Page text
* * * * *

In recent years, the number of connected devices and objects has increased enormously (Al-Fuqaha et al. 2015) and this trend is expected to continue in the future. It is forecasted that more than 1.25 billion devices will be connected to the Internet by 2030 (Marletta 2019), primarily because the importance of IoT has been realized in diverse fields ranging from healthcare, logistics, smart transportation, smart education and connected cars to smart grids (Al-Sarawi et al. 2020). Almost all aspects of life are expected to transform with the use of the IoT. The prime objective of the IoT is to connect all things in the physical world to the Internet. The terms “things”, “objects” and “devices” are used interchangeably in IoT literature. Connectivity of all things to the Internet gives rise to many challenges, such as heterogeneity, scalability and dynamicity (Atzori et al. 2010). Among these problems, heterogeneity of devices and protocols restricts interoperability. The lack of adoption of a global standard further adds to the problem.

One of the possible approaches to solve the problem of heterogeneity and interoperability in the IoT domain is by building discovery services. The prime task of discovery services is to locate a device offering a specified service in the network. The very idea of discovery services is not new and has its origin in the web. However, traditional web-based discovery service solutions cannot be applied to the IoT network because of its very nature of connecting diverse objects in dynamic environments, as well as the presence of a wide range of protocols and technologies (Sharma 2019). The simplest approach for implementing a discovery service is to create a single centralized repository or directory of all the devices and the services offered by them. Any device discovery or service discovery request is then processed at the repository. This not a feasible solution for IoT as it is envisioned to connect billions of devices. Moreover, the dynamic nature of the IoT devices is also a hindrance. Hence, distributed discovery services are expected to provide a better solution.

* * * * *

Record extracts
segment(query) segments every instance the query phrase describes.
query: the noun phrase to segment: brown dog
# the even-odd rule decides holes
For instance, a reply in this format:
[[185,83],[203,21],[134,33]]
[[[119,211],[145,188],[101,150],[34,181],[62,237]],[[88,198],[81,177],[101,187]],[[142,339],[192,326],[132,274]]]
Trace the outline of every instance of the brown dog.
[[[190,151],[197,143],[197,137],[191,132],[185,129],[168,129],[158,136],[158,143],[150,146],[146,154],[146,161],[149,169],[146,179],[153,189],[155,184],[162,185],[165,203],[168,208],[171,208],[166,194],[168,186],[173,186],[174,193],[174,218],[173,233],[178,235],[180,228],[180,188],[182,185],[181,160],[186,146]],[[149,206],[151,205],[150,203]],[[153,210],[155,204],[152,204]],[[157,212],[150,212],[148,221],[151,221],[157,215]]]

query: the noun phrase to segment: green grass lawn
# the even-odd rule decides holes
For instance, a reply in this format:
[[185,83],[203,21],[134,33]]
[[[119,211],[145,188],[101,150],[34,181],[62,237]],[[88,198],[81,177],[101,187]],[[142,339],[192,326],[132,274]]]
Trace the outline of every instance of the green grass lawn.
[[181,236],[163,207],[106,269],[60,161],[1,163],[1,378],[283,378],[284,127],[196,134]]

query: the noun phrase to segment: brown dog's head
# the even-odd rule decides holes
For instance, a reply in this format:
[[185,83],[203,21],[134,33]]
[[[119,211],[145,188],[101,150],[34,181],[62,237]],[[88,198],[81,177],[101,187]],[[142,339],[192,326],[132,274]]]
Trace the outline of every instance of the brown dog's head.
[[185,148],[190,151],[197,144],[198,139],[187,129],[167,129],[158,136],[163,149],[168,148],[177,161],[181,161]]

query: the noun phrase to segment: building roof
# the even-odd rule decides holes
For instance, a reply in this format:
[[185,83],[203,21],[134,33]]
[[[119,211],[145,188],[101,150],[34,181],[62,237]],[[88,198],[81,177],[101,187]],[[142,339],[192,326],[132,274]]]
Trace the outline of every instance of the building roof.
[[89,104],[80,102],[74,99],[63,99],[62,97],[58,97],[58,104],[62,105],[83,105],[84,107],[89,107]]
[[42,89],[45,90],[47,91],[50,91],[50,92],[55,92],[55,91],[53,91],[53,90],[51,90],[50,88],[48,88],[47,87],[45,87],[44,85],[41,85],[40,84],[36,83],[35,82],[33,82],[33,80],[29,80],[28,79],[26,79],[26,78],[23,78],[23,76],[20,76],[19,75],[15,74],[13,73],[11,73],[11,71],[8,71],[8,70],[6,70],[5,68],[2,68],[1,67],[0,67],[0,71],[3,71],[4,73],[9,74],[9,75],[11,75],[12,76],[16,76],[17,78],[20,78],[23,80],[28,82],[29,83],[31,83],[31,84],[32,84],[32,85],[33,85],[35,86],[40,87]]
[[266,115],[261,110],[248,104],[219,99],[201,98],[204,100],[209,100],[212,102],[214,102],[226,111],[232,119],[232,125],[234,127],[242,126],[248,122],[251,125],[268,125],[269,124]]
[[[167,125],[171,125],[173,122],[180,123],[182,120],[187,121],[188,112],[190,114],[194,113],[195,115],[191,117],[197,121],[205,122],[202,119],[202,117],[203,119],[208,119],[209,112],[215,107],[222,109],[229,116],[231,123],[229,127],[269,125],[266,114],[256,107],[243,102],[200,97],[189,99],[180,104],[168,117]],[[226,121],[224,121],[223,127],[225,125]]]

* * * * *

Work to complete
(A) In the text on IoT discovery services, what is the prime task of discovery services?
(B) Pick up the text on IoT discovery services after its final sentence and continue it.

Written responses
(A) To locate a device that offers a specified service in the network.

(B)
The directory-based discovery service function has also been included in the IMT-2020 architecture by standardization body ITU-T for heterogeneous devices management (ITU-T 2019). A usecase from ITU-T (2019) is shown in Figure 4.1, where a car (Car A) reaching a traffic crossing prepares a message consisting of its position, speed, direction, etc., and sends it to another car (Car B). This is to alert Car B about the arrival of Car A at the crossing so that it can apply the required safety measures and any occurrence of an accident can be avoided. Car B then validates the message from Car A using the directory-based discovery service function. Such directory services are deployed near intersections to reduce delays. The directory service stores the records of all approaching vehicles. Car B queries the directory service, which in turn authenticates the identity of Car A and sends a response back to Car B. Upon successful authentication of Car A, Car B takes safety action such as stopping at the intersection. This usecase also highlights some key requirements of IoT directory-based discovery services. The two cars can be of any make or manufacturer and hence are heterogeneous objects. The two cars may support different communication technologies and protocols. The usecase also represents a dynamic environment, as vehicles approaching the intersection appear and disappear frequently, hence the directory needs to be updated continuously.

There are various types of discovery services presented in the literature. Some authors have classified them into two broad categories, namely, directory-based and directory-less (Marino et al. 2019), while others have grouped them into six, namely, distributed and P2P discovery services, centralized architecture for resource discovery, Constrained Application Protocol (CoAP) based service discovery, semantic-based discovery, search engine for resource discovery and utilization of ONS (Object Naming Service) and DNS (Domain Name System) (Datta et al. 2015). In a recent work, Zorgati et al. (2019) have categorized discovery services in the IoT into two, namely, protocol-based and semantic-based. Irrespective of the categorization of discovery services, their role in achieving cross-technology communication and thus interoperability cannot be overlooked.

Schematic illustration of usecase highlighting the importance of directory-based discovery services for connected vehicles in I M T-2020 architecture.

Figure 4.1. Usecase highlighting the importance of directory-based discovery services for connected vehicles in IMT-2020 architecture

(source: adapted from ITU-T (2019))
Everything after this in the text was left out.